== Document section

My best guess is that she and the adult with her were using an old-fashioned pressure cooker. And that the pressure got too high or they weren't patient enough to wait for the pressure to come down before removing the pressure valve -- and BOOM, a horrible explosion of burning hot food spewed from the cooker.

I am no detective (possibly perhaps of the Columbo type) but I am surmising that impatience was the cause of the incident because the girl was obviously close to the cooker to get burned in that manner.

My advice -- unless you feel completely comfortable using an old-fashioned pressure cooker that you have used faithfully for years, ONLY use a modern spring-valve type cooker. I have used them successfully with my students for about 8 years at Santa Rosa Junior College and we have not had one incident of explosions or burns (the latter of which can easily happen with the 250 degree F. steam). It's not due to my luck because I have had other things happen in class which have involved paramedics and nurses, but I won't divulge here.

====

- _Required work_: Extend the passage on pressure cooker safety, starting right after its final sentence.

== Data section

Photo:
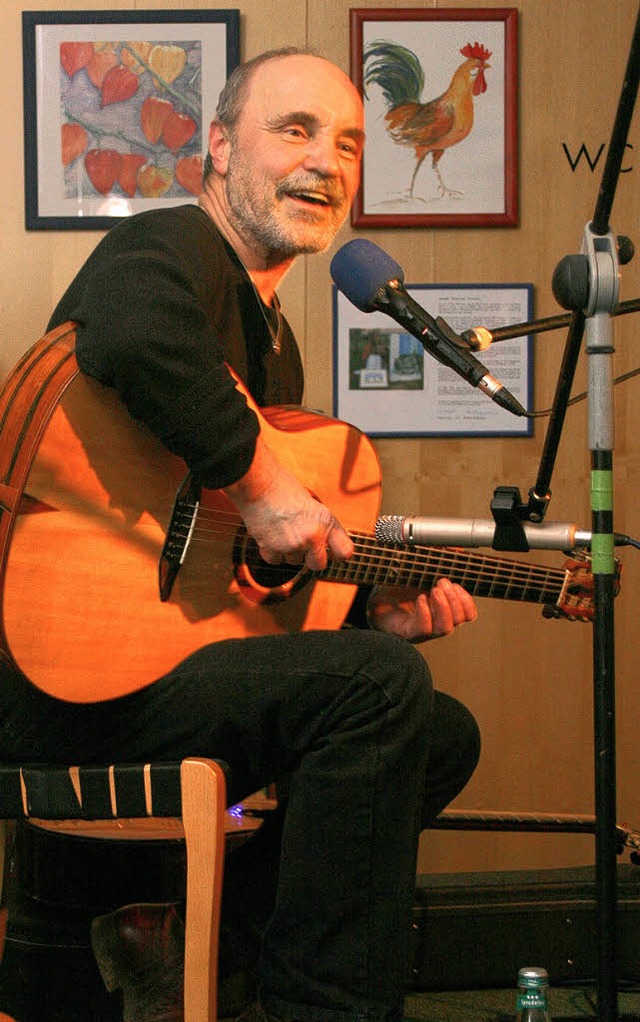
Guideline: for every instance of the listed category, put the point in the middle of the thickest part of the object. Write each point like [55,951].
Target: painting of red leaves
[131,118]
[131,100]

====

- _Your response_:
There are many of us online, and out in the world, who agree that tragedies like this can be prevented. We successfully use our pressure cookers almost daily (I'll speak for myself here.) The modern pressure cooker is built with safety in mind. Once you've achieved pressure you cannot open the pot and this prevents any kind of explosions and accidents. So, do yourself a favor and cook the modern pressure cooking way.

I'd love to hear your comments and questions.

Saturday, January 24, 2009

Fagor Duo Pressure Cooker Giveaway and The Veggie Queen Guest Blog Post

The Meal Makeover Moms are now pressure cooker converts. They are giving away a pressure cooker to one of the people who comments on their blog. Read the post by clicking here.

I hope that you win the pressure cooker. If you don't, maybe you aren't aware that I sell pressure cookers on my website, along with my pressure cooking DVD which is what I think helped "The Moms" get over their pressure cooker fear.

Pressure cooking is easy and with a new pressure cooker it's pretty foolproof. Let me know what you think by posting a comment here.

Next month I think that I might be giving away a pressure cooker set. Still thinking about it. Any thoughts? Any questions? Do I hear shrill screams? I hope not. I mean it when I say that pressure cooking can change your life.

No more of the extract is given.